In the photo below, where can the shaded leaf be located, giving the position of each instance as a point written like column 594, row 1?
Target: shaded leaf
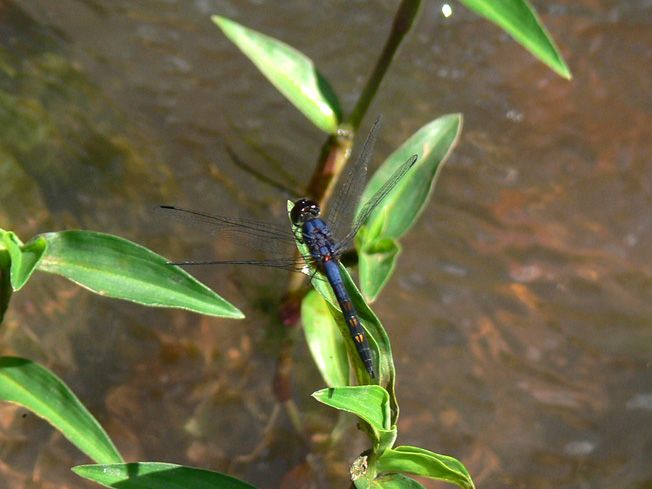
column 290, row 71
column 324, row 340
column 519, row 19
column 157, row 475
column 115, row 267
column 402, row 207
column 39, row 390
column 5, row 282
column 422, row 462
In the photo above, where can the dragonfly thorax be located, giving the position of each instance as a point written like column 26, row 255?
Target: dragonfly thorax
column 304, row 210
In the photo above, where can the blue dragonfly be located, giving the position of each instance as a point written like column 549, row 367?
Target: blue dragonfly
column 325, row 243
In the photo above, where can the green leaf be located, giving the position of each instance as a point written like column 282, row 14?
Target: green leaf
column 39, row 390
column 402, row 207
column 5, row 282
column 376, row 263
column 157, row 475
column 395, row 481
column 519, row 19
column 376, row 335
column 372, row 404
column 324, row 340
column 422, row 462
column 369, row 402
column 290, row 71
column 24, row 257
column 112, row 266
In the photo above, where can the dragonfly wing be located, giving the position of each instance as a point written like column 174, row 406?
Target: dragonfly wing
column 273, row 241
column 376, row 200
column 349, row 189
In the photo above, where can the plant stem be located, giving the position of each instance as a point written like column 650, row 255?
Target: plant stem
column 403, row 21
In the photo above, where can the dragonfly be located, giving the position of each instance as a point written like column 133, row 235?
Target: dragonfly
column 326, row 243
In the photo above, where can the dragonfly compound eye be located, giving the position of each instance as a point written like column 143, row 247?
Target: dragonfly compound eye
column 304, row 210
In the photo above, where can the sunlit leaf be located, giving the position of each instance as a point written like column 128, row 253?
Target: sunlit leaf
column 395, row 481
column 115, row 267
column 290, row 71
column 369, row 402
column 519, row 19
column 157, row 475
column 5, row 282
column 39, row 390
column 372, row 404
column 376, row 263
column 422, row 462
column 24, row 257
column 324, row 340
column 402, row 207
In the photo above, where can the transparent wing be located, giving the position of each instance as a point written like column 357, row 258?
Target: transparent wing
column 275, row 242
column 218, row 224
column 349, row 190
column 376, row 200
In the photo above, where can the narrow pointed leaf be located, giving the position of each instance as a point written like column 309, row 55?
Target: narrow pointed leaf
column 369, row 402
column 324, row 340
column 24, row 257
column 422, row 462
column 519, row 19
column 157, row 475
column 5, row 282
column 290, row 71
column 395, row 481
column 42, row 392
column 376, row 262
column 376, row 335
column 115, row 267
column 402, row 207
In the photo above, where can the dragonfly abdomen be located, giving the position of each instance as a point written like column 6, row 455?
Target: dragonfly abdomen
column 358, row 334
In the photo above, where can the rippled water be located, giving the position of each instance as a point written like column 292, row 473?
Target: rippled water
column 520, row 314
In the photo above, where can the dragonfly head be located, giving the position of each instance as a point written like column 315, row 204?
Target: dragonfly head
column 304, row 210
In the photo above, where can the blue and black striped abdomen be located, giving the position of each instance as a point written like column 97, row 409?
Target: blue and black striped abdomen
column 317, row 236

**STATED GOAL:** Rewrite all of the records above as a two-column CSV with the header input,output. Give one row per record, with its text under input and its answer under output, each in a single quoted field with line breaks replaced by spaces, and leave out the pictures.

**WRITTEN ANSWER:**
input,output
"In the photo below, where can the shaded leaf be located, giving the position of each instance as a point written like column 594, row 1? Target: shaded leaf","column 290, row 71 column 324, row 340 column 519, row 19 column 157, row 475 column 115, row 267 column 402, row 207 column 39, row 390 column 5, row 282 column 422, row 462"
"In the photo above, where can the dragonfly thorax be located, giving the position of each instance as a point written like column 26, row 255? Target: dragonfly thorax","column 304, row 210"
"In the photo above, where can the blue dragonfly be located, giving the position of each instance as a point written like column 549, row 367? Target: blue dragonfly","column 325, row 243"
"In the photo above, where can the green leaf be located, giving the position of each instance as a point written like column 282, row 14? Target: green leaf","column 39, row 390 column 402, row 207 column 5, row 282 column 376, row 263 column 157, row 475 column 395, row 481 column 519, row 19 column 376, row 335 column 372, row 404 column 324, row 340 column 422, row 462 column 369, row 402 column 290, row 71 column 24, row 257 column 112, row 266"
"In the photo above, where can the dragonfly wing be located, giving the position of each instance as a point written like column 174, row 406? Target: dragonfly wing","column 273, row 241 column 376, row 200 column 349, row 189"
"In the photo above, where can the plant stem be located, giving the position of each instance as a point written like column 650, row 255? Target: plant stem","column 403, row 21"
"In the photo above, where can the dragonfly be located, giving the position of each instance as a point written like column 133, row 235? Target: dragonfly","column 326, row 243"
"In the photo above, where can the dragonfly compound eye be located, giving the position of each instance as a point written like column 143, row 247? Target: dragonfly compound eye","column 304, row 210"
"In the photo above, where can the sunlit leaf be located, giving the position of each instance as a point written like column 128, row 253? Target: sunlit leaf","column 395, row 481 column 115, row 267 column 290, row 71 column 369, row 402 column 519, row 19 column 157, row 475 column 5, row 282 column 39, row 390 column 372, row 404 column 376, row 263 column 422, row 462 column 24, row 257 column 324, row 340 column 402, row 207"
"In the photo above, where can the transparent wing be located, giving the position of each instance as a point written like column 357, row 258? Target: transparent wing","column 275, row 242 column 218, row 224 column 349, row 190 column 376, row 200"
"In the photo above, where can the narrow pointed leaf be located, giving the position of each instance as a point written like column 309, row 55? Target: narrow pointed leaf","column 369, row 402 column 324, row 340 column 24, row 257 column 422, row 462 column 519, row 19 column 157, row 475 column 5, row 282 column 290, row 71 column 395, row 481 column 42, row 392 column 376, row 262 column 376, row 335 column 115, row 267 column 402, row 207"
"In the photo above, where can the dragonfly abdomen be located, giving the position of each instance as a point written like column 6, row 455? Target: dragonfly abdomen","column 358, row 334"
"In the photo above, where can the rippled water be located, giving the position of each instance as a point written like column 292, row 473? Target: rippled water","column 520, row 314"
"In the photo above, where can the dragonfly head be located, giving the position of each instance as a point written like column 315, row 204? Target: dragonfly head","column 304, row 210"
"In the photo above, where can the blue and black striped abdomen be located, giving the position of each instance as a point written like column 97, row 409? Target: blue and black striped abdomen","column 317, row 236"